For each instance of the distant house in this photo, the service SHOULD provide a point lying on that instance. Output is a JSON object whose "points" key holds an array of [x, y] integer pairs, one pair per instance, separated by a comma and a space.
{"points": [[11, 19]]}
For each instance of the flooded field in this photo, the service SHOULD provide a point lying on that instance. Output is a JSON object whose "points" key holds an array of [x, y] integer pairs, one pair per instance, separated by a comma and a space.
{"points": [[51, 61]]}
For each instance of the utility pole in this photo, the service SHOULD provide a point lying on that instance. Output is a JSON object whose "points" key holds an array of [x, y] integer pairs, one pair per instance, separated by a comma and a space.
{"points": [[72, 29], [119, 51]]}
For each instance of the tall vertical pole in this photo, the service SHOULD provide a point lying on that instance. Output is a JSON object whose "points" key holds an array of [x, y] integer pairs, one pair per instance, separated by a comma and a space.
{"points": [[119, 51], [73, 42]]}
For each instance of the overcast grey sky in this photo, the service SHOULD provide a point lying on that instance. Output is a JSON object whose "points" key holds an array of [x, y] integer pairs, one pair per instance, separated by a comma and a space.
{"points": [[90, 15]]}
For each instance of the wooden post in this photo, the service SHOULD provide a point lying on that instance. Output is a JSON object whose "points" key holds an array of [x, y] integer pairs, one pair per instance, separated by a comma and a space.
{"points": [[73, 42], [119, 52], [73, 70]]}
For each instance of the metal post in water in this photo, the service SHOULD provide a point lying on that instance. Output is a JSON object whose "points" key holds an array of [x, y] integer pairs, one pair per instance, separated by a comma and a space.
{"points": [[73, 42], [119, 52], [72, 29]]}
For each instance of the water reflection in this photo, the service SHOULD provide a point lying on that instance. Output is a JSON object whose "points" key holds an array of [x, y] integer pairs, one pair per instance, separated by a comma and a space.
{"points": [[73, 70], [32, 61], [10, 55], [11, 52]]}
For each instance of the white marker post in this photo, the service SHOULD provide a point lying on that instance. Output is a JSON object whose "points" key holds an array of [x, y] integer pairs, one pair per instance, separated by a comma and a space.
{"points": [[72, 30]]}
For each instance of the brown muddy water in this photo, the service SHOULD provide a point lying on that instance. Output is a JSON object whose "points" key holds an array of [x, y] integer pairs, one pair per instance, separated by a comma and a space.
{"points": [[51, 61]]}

========================================

## Exercise task
Lay out all the lines above as a two-column CSV with the header text,answer. Give one row per line, with the line's text and its answer each in a single quoted field and any line breaks replaced by spaces.

## Response
text,answer
"For each instance of the distant house in this photo, the service SHOULD provide a point lying on that instance. Output is a JSON object whose ""points"" key holds an array of [x, y] integer pairs, one pair per instance, separated by a comma and a space.","{""points"": [[11, 19]]}"
"For each instance of the flooded field in this photo, the service SHOULD provide a point lying on that instance. Output is a JSON object whose ""points"" key holds an array of [x, y] integer pairs, one pair per instance, separated by a comma and a space.","{""points"": [[51, 61]]}"
"For each instance of the utility pole in this photo, the service SHOULD provide a point lying on that instance. Output is a JSON object whose ""points"" key holds an array of [x, y] integer pairs, one pair per instance, separated by a comma and a space.","{""points"": [[72, 29], [119, 51]]}"
"For each instance of the tall vertical pole in this photo, the service SHOULD provide a point lying on that instance. Output is a JSON object whose ""points"" key holds an array of [x, y] integer pairs, one pair per instance, separated by a comma and a space.","{""points"": [[119, 51], [73, 42]]}"
"For each instance of the overcast grey sky in this photo, the service SHOULD provide a point lying on that instance. Output is a JSON object whose ""points"" key holds an array of [x, y] integer pairs, one pair per instance, separated by a comma and a space.","{""points"": [[90, 15]]}"
"For each instance of the wooden post in this photo, the service SHOULD provide a point lying on that instance. Output is a JSON object whose ""points"" key holds an array of [x, y] integer pairs, one pair per instance, separated by a comma and a space.","{""points"": [[73, 42], [119, 52], [73, 70]]}"
"For each instance of the metal post in water in this photo, the service SHOULD provide a point lying on that instance. Output is a JSON object whose ""points"" key holds an array of [x, y] integer pairs, one pair per instance, separated by a comma and a space.","{""points"": [[73, 42], [119, 52], [72, 29]]}"
"For each instance of the water reflection in this photo, the service SHOULD provide a point lying on that instance. Output is a JSON object whose ""points"" key holds an array of [x, y] integer pairs, one pair per instance, separated by a comma and a space.","{""points"": [[73, 70], [32, 61], [10, 55], [11, 52]]}"
"For each instance of the white marker post in this photo, the service SHOULD provide a point lying on that instance. Output is a JSON object whose ""points"" key holds an array of [x, y] integer pairs, one pair per instance, separated by a comma and a space.","{""points"": [[72, 30]]}"
"For each instance of the brown muddy water in this photo, the service SHOULD provide a point lying on that instance. Output is a JSON object whose ""points"" key holds an array of [x, y] integer pairs, one pair per instance, separated by a comma and a space.","{""points"": [[51, 61]]}"